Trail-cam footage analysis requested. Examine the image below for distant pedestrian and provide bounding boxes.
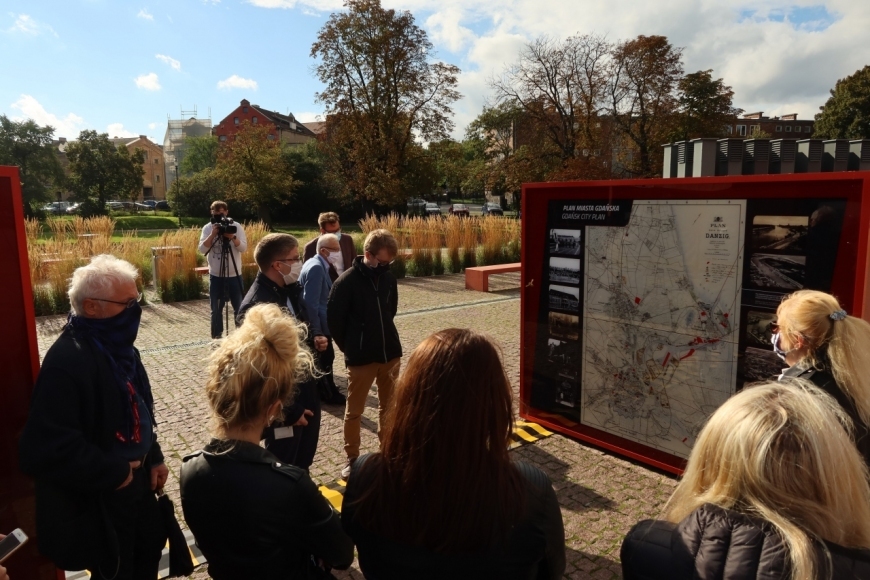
[326,229,402,477]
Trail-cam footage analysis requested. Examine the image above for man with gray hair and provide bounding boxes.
[19,255,169,580]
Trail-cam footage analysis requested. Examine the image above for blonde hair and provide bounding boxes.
[665,380,870,579]
[776,290,870,424]
[205,304,314,437]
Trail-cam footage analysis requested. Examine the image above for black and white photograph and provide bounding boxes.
[746,310,776,348]
[752,215,810,254]
[549,312,580,340]
[547,338,580,368]
[550,258,580,284]
[547,284,580,312]
[743,347,787,383]
[749,254,807,292]
[550,229,580,256]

====================

__Формулировка задания__: Продублируйте дословно все записи, приведённые выше, но изображения в ответ не включайте.

__Выполненное задание__:
Trail-cam footage analysis requested. Examine the image below for distant pedestrian and provide bounding boxes.
[326,229,402,477]
Trail-cam footage analysis requested. Examine the image above for man with gray hair and provide bounding boxes.
[19,255,169,580]
Trail-cam footage analysis requested. Examine the image above for blonde hair and provide bounding boxes.
[665,380,870,579]
[776,290,870,424]
[205,304,314,437]
Trail-cam footage analysis requested. Examine the image above for black and white photograph and provide bounding boxes.
[746,310,776,348]
[752,215,810,254]
[549,312,580,340]
[547,338,580,368]
[550,258,580,284]
[547,284,580,312]
[743,347,787,383]
[749,254,807,292]
[550,229,580,256]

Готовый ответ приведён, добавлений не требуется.